_Set task_.
Write out only the lines running from the one that contains "Provide the segmentation of every instance of the car" to the end of the material, both ends included.

(Named region outline records)
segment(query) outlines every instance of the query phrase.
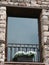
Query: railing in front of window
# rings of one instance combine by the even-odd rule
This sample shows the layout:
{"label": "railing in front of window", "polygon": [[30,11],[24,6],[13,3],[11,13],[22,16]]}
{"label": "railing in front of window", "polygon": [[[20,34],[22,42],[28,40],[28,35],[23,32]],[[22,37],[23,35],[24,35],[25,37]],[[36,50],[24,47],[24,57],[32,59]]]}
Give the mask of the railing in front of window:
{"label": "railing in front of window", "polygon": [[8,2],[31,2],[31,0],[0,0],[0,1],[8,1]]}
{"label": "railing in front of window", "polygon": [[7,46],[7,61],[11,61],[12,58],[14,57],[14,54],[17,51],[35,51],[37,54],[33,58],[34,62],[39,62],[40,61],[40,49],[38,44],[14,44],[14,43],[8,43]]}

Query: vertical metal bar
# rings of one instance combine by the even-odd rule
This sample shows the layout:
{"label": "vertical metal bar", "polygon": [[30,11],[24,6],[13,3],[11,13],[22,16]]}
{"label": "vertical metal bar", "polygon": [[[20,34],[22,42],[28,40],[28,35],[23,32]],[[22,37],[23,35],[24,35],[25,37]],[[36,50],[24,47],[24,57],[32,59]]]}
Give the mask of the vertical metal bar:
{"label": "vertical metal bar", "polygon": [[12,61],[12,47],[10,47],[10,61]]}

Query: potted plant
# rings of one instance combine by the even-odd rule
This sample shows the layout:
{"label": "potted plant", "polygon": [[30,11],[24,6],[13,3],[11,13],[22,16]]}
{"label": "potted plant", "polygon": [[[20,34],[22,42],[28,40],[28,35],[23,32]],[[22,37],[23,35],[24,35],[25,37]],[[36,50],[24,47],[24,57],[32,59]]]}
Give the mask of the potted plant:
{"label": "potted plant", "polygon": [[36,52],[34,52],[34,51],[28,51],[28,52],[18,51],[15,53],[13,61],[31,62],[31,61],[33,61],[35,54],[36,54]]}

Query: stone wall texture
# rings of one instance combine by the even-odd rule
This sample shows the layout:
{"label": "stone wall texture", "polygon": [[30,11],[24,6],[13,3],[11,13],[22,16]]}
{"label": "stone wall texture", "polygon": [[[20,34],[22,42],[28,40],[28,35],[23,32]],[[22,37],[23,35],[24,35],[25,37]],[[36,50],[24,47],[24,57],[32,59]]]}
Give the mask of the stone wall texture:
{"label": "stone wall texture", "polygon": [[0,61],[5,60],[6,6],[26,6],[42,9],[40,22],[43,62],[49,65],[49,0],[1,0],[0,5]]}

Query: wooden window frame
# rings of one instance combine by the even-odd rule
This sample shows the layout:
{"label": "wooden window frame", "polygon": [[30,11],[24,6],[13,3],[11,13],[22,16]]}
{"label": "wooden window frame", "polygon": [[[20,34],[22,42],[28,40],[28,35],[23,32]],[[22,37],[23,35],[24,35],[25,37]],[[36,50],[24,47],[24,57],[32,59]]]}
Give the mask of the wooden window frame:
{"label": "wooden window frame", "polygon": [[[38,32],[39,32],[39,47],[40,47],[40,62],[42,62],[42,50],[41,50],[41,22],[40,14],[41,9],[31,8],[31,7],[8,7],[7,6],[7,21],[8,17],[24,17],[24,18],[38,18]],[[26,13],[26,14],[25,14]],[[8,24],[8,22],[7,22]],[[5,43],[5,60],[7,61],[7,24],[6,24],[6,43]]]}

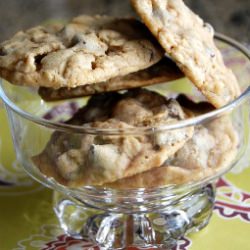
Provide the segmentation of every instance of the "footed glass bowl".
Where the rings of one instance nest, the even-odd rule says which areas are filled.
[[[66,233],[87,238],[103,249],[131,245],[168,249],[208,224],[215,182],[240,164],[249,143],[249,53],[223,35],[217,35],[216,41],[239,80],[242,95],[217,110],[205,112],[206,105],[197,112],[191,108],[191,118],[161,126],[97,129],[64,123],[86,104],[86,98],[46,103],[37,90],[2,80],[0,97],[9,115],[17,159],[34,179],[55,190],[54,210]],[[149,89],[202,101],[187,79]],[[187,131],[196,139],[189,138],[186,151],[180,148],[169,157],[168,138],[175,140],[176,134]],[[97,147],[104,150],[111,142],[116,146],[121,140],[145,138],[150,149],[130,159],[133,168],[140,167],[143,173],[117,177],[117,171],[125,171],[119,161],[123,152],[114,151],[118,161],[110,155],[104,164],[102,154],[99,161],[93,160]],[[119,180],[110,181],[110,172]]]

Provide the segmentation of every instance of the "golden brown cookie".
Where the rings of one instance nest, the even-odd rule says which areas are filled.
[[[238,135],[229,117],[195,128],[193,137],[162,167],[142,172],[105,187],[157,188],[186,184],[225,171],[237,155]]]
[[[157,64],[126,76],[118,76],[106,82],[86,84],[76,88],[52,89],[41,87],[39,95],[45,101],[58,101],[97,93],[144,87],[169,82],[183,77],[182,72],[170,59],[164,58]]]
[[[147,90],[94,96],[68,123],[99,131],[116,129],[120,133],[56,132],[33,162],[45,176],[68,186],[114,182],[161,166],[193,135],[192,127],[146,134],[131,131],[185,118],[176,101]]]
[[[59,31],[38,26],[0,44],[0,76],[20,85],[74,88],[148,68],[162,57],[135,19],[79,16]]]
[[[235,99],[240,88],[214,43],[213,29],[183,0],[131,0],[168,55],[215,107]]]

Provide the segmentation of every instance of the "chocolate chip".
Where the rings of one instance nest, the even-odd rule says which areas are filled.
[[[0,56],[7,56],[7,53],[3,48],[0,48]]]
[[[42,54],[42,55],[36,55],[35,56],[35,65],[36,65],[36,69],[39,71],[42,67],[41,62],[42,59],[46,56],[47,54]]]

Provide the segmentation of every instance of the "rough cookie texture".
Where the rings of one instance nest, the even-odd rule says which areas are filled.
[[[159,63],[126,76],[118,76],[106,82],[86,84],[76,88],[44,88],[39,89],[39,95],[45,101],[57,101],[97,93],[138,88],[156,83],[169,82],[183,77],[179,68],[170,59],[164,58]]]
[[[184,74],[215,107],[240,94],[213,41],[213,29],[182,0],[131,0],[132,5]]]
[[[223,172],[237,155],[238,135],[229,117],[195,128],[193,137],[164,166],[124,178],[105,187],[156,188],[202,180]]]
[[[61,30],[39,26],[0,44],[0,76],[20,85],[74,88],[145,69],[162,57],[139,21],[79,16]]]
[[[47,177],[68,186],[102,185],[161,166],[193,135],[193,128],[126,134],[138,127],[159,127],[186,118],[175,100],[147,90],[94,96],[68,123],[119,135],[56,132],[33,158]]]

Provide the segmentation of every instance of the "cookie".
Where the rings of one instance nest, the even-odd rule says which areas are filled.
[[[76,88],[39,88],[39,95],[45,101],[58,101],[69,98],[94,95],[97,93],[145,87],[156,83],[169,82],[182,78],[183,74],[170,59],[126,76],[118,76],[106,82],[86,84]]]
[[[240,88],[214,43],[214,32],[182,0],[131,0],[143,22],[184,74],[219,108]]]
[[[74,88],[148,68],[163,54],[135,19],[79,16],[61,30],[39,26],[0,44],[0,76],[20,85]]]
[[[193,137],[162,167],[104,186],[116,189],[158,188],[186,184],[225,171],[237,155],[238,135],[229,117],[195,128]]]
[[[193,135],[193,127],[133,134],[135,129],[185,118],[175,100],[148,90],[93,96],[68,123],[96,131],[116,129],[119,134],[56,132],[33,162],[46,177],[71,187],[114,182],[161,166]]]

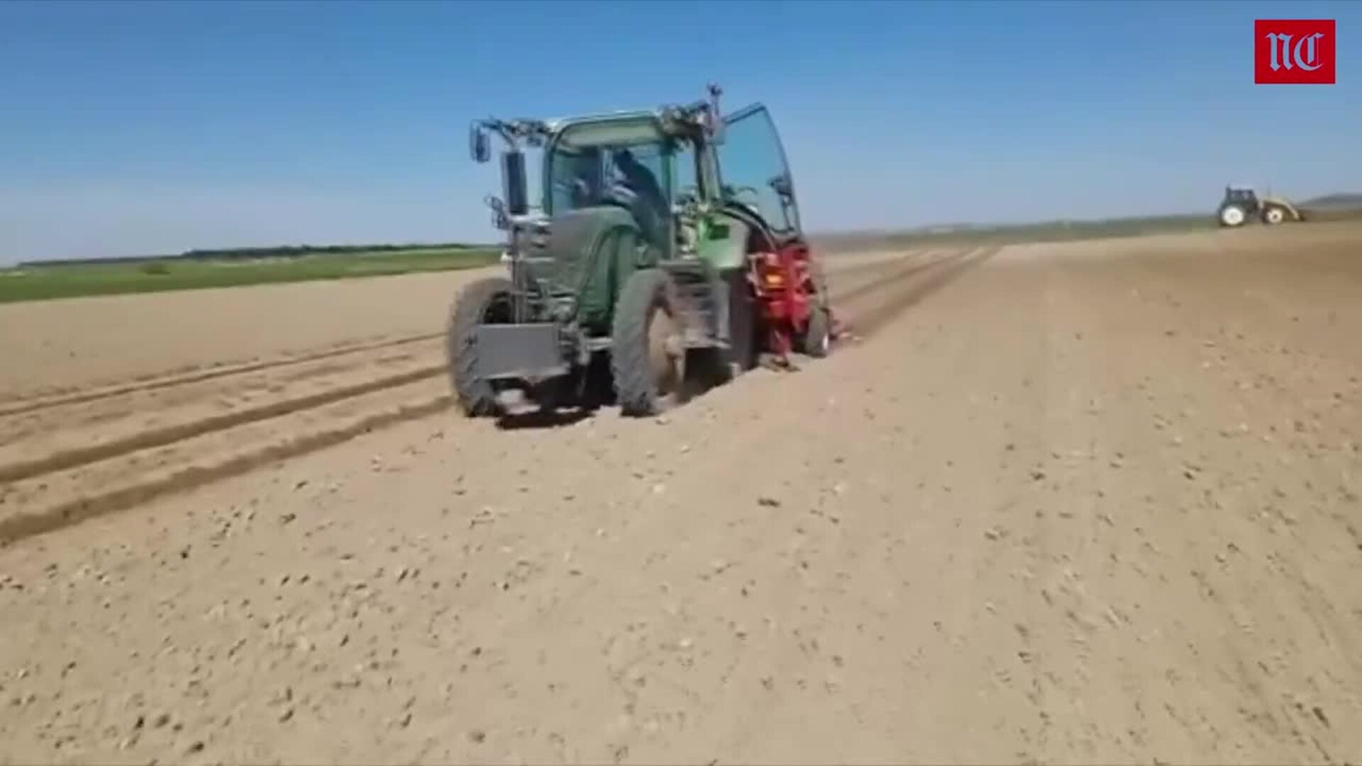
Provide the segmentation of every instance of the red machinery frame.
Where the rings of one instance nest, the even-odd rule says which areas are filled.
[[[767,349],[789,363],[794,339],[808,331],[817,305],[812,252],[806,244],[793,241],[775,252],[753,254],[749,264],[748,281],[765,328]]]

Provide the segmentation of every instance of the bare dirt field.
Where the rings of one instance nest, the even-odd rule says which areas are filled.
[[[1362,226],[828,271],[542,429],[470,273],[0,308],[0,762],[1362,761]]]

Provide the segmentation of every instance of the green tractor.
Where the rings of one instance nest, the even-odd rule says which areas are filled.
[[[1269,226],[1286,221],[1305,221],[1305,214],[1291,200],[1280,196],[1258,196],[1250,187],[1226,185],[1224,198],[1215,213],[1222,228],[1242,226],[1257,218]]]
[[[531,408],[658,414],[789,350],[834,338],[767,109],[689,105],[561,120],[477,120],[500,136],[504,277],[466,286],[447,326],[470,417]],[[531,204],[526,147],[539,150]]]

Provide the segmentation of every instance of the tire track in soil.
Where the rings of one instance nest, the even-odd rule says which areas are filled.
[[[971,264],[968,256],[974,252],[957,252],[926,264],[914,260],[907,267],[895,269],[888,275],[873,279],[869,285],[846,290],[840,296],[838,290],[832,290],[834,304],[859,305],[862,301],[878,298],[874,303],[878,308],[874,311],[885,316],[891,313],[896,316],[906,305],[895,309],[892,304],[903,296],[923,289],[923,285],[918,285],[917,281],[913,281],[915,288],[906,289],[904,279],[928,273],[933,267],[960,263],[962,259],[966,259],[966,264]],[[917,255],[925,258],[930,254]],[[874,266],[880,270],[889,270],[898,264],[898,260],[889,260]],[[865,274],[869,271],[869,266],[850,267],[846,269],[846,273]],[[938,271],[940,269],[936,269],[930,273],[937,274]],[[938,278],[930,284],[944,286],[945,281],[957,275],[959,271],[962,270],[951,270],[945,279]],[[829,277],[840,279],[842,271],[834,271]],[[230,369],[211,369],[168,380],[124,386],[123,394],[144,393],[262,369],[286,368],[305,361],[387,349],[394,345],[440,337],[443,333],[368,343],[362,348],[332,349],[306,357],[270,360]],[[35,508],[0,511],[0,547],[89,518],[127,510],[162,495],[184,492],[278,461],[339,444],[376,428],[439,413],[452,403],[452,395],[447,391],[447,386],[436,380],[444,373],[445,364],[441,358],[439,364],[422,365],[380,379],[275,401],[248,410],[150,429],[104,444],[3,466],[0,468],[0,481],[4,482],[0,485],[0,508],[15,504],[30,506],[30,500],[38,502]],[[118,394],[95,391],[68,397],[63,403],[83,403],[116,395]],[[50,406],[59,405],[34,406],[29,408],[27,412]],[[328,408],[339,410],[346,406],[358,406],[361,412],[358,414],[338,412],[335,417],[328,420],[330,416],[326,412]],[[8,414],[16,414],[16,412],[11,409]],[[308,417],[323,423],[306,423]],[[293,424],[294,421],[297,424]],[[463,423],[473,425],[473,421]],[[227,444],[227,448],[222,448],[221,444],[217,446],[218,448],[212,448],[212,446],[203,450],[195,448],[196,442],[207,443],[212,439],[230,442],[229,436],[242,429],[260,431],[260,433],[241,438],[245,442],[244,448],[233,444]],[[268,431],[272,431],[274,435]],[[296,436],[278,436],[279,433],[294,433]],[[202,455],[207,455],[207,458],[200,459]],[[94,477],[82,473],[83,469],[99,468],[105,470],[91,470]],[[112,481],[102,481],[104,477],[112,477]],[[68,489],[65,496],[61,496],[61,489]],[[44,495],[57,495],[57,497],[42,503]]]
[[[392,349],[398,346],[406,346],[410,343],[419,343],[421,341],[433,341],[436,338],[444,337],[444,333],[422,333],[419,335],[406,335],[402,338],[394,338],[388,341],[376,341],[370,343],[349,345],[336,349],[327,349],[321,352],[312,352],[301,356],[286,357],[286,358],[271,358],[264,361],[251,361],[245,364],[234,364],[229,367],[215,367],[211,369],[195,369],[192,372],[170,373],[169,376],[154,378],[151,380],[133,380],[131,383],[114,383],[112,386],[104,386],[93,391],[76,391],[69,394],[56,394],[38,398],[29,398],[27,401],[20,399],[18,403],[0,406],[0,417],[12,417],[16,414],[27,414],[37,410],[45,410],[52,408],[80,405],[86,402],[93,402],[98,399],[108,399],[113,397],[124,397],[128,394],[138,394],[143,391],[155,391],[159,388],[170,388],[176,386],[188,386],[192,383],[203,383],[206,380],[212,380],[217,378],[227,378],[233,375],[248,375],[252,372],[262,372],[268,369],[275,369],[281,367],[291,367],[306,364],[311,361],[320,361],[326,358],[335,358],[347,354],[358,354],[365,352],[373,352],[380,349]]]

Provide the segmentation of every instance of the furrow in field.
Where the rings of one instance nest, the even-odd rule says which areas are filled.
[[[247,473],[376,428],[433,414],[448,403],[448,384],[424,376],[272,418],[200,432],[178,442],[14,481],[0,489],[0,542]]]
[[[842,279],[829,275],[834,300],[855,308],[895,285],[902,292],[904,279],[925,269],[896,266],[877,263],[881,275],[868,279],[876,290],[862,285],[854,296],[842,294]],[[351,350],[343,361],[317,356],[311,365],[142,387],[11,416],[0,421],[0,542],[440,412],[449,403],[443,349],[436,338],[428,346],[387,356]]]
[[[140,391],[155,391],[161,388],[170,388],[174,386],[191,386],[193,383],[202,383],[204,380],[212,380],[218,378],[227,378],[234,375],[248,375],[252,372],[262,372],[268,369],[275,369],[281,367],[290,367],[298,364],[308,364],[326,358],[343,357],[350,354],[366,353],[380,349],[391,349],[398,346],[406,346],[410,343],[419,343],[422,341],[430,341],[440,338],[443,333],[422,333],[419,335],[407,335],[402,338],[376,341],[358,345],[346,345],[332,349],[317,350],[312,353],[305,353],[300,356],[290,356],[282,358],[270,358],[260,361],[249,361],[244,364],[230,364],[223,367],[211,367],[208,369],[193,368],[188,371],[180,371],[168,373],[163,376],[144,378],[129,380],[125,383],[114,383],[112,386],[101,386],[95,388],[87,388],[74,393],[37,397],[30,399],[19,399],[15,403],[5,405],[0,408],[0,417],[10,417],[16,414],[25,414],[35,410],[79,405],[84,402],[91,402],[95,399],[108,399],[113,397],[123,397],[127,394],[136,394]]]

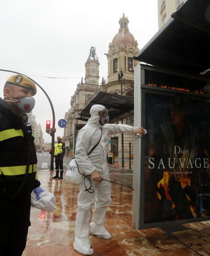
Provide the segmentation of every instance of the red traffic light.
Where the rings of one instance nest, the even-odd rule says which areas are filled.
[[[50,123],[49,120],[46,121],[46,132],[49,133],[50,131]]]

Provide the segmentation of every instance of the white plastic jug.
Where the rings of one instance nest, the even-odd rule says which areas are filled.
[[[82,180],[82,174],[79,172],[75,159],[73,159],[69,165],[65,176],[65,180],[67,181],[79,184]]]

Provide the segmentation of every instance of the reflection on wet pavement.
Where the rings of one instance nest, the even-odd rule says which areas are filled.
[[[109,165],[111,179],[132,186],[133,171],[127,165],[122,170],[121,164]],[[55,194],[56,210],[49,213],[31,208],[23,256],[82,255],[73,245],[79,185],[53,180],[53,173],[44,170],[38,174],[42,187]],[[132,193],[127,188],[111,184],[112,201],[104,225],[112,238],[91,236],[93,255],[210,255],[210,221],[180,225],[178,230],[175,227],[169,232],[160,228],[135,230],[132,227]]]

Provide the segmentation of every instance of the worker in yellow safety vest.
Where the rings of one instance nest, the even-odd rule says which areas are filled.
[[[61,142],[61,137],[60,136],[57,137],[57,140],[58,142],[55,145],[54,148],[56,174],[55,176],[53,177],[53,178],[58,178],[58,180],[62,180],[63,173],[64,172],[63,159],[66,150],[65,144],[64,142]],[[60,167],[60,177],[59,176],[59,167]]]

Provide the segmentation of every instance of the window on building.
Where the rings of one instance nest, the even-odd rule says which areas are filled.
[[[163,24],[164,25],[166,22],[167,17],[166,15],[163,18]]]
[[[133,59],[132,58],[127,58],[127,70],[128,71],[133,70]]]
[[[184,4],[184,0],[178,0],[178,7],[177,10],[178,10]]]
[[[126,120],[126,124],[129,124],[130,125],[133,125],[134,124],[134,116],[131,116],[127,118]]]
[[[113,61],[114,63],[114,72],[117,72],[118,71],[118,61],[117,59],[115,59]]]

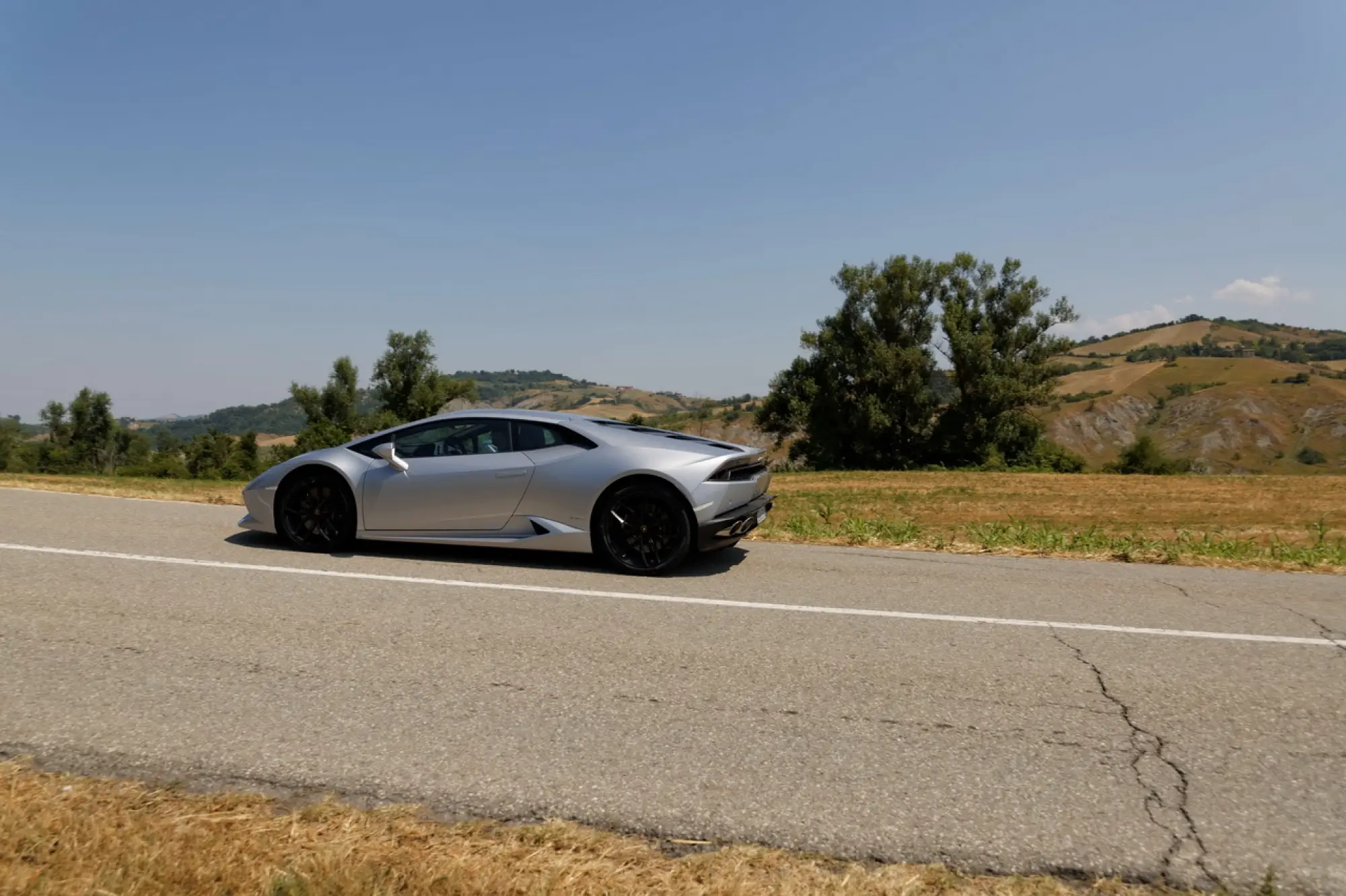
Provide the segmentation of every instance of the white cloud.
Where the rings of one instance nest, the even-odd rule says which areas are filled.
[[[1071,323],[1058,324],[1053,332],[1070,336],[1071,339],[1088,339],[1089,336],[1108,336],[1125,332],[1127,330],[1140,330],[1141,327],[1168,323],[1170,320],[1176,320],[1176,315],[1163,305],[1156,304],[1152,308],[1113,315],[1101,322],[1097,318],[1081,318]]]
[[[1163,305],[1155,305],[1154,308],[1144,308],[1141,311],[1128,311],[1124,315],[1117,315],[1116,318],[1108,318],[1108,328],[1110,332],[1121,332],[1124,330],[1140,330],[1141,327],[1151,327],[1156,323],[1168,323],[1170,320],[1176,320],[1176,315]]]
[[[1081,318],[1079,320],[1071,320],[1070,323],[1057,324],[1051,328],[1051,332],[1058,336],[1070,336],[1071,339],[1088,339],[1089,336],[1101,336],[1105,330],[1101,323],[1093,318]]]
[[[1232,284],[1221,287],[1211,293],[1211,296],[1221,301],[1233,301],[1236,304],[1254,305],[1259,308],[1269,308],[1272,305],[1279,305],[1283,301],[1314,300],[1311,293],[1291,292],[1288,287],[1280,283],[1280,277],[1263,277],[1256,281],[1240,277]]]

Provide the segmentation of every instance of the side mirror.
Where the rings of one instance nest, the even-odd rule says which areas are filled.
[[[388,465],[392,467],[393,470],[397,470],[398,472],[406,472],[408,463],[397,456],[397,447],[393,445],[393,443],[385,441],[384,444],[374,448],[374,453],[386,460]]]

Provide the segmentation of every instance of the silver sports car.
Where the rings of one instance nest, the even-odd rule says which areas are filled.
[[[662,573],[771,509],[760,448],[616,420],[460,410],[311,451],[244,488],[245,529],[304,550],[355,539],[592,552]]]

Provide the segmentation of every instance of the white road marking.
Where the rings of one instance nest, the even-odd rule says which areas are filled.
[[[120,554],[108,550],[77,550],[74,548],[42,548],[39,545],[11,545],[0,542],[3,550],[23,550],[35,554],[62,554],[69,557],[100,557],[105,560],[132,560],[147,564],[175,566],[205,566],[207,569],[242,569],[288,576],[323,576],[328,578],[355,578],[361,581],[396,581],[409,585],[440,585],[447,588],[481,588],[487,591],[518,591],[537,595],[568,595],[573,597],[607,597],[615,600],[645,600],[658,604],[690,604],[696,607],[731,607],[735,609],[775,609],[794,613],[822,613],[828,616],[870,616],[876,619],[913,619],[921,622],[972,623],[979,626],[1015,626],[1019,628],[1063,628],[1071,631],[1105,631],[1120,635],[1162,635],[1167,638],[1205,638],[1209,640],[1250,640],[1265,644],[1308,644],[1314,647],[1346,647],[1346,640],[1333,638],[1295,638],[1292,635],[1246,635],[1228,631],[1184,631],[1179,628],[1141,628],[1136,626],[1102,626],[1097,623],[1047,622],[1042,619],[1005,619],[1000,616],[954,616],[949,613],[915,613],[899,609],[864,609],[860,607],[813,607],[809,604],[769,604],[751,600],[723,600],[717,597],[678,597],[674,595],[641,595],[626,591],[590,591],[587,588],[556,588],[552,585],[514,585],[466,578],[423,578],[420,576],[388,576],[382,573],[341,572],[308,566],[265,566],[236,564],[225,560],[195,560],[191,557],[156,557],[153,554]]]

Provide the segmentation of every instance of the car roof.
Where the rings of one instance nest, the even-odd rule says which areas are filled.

_Problem solution_.
Provide the segmentation of every instance of the car roof.
Where the rings of one instance nest, the even-odd rule says which areas are filled.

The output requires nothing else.